* **What is asked**:
Give back all the data exactly, line by line.

* **Stored rows**:
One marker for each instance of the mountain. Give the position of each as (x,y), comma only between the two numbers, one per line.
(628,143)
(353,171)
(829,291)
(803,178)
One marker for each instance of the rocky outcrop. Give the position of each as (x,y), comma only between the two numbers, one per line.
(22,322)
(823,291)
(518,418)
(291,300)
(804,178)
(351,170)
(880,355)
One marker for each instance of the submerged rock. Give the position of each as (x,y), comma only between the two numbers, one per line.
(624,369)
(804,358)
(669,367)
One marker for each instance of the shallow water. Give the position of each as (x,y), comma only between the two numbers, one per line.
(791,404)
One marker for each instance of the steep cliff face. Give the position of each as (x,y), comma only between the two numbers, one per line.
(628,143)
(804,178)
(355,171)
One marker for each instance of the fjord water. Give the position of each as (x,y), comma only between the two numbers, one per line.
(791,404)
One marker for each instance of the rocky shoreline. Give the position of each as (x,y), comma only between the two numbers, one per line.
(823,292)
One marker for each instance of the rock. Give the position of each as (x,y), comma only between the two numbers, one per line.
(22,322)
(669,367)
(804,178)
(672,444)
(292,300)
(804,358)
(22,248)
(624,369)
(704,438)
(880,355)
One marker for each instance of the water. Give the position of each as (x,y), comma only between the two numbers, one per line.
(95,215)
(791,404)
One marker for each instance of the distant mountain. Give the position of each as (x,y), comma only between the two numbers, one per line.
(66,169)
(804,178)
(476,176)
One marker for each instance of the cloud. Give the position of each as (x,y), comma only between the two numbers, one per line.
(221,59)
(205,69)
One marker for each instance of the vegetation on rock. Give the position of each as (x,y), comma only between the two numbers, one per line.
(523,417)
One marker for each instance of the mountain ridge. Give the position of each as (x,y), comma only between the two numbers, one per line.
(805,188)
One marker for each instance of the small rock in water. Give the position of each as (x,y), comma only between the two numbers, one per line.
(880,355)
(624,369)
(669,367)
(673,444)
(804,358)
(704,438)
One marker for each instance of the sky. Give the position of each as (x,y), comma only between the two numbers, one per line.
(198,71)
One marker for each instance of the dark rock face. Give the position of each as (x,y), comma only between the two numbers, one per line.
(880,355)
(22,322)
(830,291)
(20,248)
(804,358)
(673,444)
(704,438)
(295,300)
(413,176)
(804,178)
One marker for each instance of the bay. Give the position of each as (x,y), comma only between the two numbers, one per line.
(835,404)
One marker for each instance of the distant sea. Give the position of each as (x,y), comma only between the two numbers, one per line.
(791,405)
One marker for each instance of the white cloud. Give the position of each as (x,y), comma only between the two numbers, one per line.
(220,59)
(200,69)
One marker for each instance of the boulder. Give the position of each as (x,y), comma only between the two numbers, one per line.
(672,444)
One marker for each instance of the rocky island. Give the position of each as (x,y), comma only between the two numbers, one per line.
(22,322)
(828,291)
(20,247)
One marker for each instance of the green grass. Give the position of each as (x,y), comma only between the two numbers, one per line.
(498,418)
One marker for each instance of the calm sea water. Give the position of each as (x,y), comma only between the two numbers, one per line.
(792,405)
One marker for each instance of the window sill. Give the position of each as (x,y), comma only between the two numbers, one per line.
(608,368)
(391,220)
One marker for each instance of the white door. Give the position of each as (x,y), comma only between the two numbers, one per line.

* **The answer**:
One marker for each instance of the mountain. Give the position of each as (x,y), comma only between the two numbers, one per line.
(628,143)
(353,171)
(829,291)
(803,178)
One marker for each instance of the rocky outcrop. Give the position of each as (x,y), comma only between the two numbers, one per line.
(22,322)
(823,291)
(518,418)
(291,300)
(804,178)
(351,170)
(880,355)
One marker for each instance of the submerged rock. Give the position of each as (x,y), comma only between the two numbers, one per line.
(624,369)
(804,358)
(669,367)
One marker for each instance of the shallow water. Give the position of each as (x,y), comma only between the two numbers, one per line.
(791,404)
One marker for each instance of the steep cliff face. Give the position of each as (x,y), comma only between the two numbers, one per line.
(628,143)
(804,178)
(355,171)
One marker for each instance of the fjord water. Give the position of each as (x,y), comma only between the two numbers, one per line.
(791,404)
One marker for each instance of the rocky shoreline. Give the position of each as (x,y), comma only between the two numbers, one per line.
(823,292)
One marker for each instance of the rock. Give the position of each as (x,y), comma only between the two numbers, one per line.
(22,322)
(669,367)
(804,178)
(672,444)
(292,300)
(804,358)
(22,248)
(624,369)
(704,438)
(880,355)
One marker for each instance of the water. Give the position of each as (x,y), comma only between the two numbers, one per line.
(95,215)
(791,404)
One marker for each instance of the distant mountain. Give the position of each as (x,y), comma only between the two numbers, one per line.
(66,169)
(804,178)
(476,176)
One marker for each instance of the cloud. Give the position of each as (x,y), comma only between the two numbers, one per line.
(221,59)
(205,69)
One marker for each instance of the vegetation on rock. Give the position of each as (x,y), comma only between the two numbers, one per line.
(523,417)
One marker for each instance of the mountain ridge. Give the position of each as (x,y), comma only between the two numbers, one per line.
(805,188)
One marker for each instance of the small rock in water. Give the position of each as (x,y), comma only between the two numbers, one per line.
(880,355)
(624,369)
(669,367)
(673,444)
(804,358)
(704,438)
One marker for each instance of the sky. Give the position of each as (x,y), comma only between the two numbers, one per line.
(198,71)
One marker for each instance of the dark rock face. Give the position of each as (x,y), comma only between the two numbers, one per line.
(880,355)
(22,322)
(830,291)
(20,248)
(804,358)
(673,444)
(704,438)
(295,300)
(413,176)
(804,178)
One marker for each instance of the bay. Give the position of each as (x,y), comma only between the two numbers, one per line.
(835,404)
One marker for each instance of the distant sea. Give the position of each as (x,y), comma only between the two numbers, one per line.
(791,405)
One marker for each instance of the white cloud. Give the position of each as (x,y), comma only between the two numbers, one per line.
(220,59)
(200,69)
One marker for each instance of the boulder. Give the position of each as (x,y), comma only between the two numbers, one per line.
(672,444)
One marker for each instance of the rocky island. Give the position of each as (x,y), comma only between the two numbers, one per line.
(22,322)
(828,291)
(20,247)
One marker for each instance of the green grass. Give the position of each as (x,y), comma only between the two numbers, one per line.
(498,418)
One marker for each instance of the calm sea water. Give the position of each as (x,y), comma only between the two numbers, one per line.
(792,405)
One marker for each instance of the window sill. Give the position of each as (x,y), comma only between the two numbers, one per line.
(608,368)
(391,220)
One marker for each instance of the white door. Give the position of each as (x,y), comma only between the two numbers, one per line.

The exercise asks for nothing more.